• _What you are asked to do_: Copy every line from the data below in which the string "frame" can be found.

• _Material for this exercise_:
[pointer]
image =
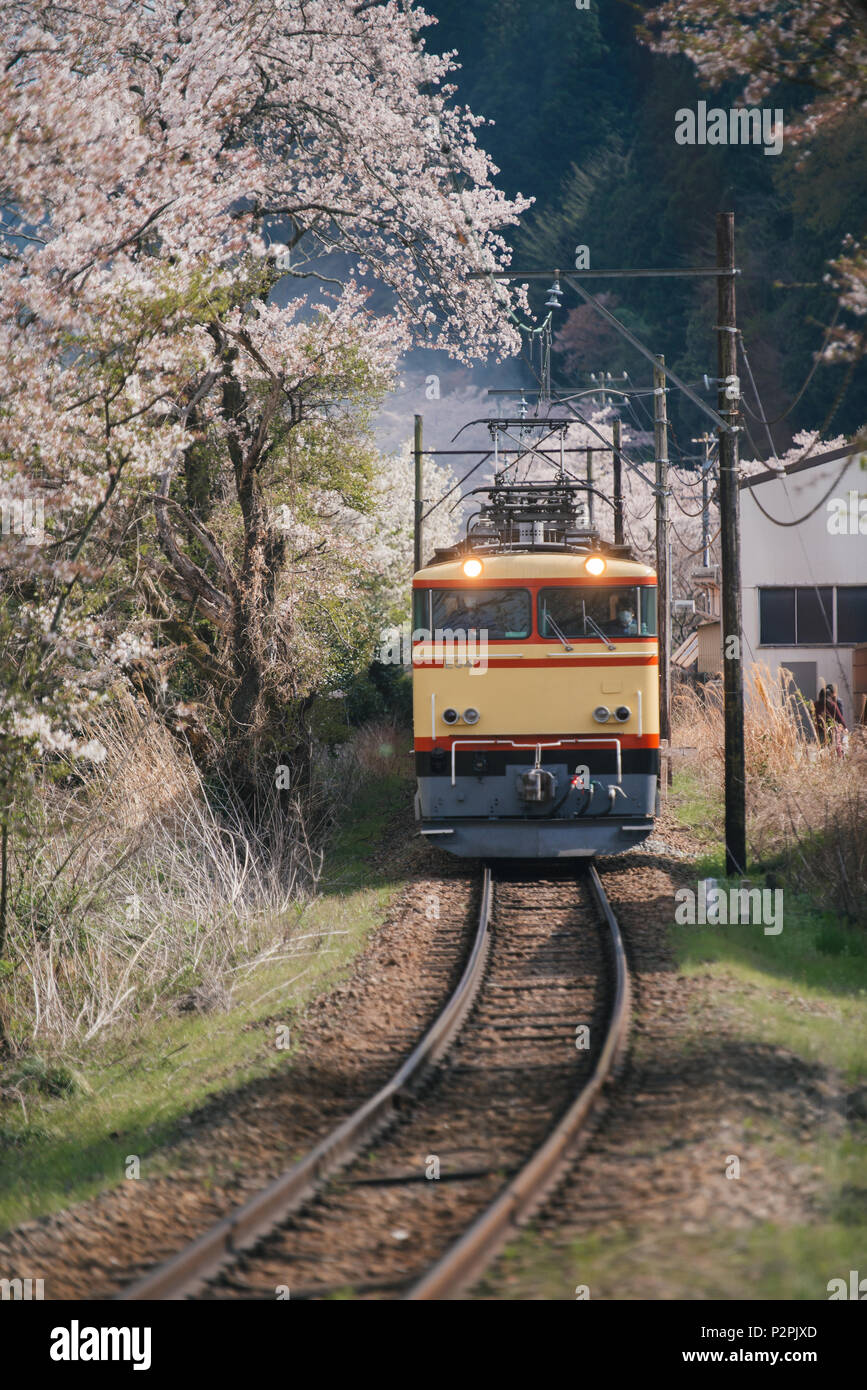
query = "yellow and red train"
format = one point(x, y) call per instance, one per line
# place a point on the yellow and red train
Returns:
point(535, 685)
--
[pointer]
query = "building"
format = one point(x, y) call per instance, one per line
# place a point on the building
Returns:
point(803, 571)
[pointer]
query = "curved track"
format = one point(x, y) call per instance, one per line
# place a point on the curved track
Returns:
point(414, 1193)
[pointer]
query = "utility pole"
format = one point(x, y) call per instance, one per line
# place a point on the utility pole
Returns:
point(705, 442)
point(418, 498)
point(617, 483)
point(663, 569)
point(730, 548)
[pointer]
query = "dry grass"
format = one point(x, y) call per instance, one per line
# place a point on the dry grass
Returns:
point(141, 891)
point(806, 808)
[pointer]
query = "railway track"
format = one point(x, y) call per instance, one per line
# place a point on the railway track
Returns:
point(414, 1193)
--
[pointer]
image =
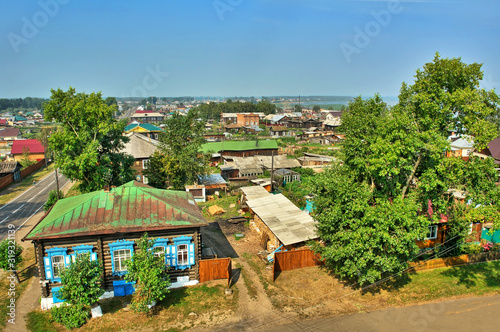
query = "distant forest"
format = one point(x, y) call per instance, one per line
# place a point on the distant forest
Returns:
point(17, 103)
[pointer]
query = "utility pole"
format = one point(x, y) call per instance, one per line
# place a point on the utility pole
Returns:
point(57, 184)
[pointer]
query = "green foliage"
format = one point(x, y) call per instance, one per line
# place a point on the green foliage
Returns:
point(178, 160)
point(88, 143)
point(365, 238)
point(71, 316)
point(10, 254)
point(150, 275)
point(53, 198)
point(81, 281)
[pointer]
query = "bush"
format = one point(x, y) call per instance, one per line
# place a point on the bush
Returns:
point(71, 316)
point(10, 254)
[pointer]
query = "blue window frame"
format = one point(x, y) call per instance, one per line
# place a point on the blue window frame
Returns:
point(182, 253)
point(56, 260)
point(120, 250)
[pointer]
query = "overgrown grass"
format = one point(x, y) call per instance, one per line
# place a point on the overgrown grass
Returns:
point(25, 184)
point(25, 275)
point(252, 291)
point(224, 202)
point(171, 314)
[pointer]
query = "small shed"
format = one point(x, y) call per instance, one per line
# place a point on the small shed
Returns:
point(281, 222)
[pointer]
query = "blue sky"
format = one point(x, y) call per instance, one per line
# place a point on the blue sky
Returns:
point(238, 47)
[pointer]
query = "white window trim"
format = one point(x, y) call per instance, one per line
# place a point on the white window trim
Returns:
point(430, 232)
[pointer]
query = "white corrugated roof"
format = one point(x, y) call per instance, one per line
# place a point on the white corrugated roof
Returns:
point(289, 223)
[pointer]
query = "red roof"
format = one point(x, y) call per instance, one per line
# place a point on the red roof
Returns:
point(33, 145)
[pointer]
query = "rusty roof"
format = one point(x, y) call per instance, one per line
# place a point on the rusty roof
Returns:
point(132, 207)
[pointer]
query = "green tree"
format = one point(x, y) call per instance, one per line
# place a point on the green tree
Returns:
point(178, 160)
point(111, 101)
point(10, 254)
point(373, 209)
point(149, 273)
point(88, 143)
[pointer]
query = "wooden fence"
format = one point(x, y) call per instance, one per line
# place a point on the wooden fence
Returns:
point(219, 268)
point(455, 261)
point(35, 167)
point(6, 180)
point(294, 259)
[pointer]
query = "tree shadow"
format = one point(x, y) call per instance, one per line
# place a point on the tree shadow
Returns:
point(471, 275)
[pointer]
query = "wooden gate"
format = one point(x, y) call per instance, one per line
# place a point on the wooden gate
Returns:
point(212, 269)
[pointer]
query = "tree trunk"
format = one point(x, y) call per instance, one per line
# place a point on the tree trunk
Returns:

• _Written solution_:
query = "blue window frame"
# place a point on the blue window frame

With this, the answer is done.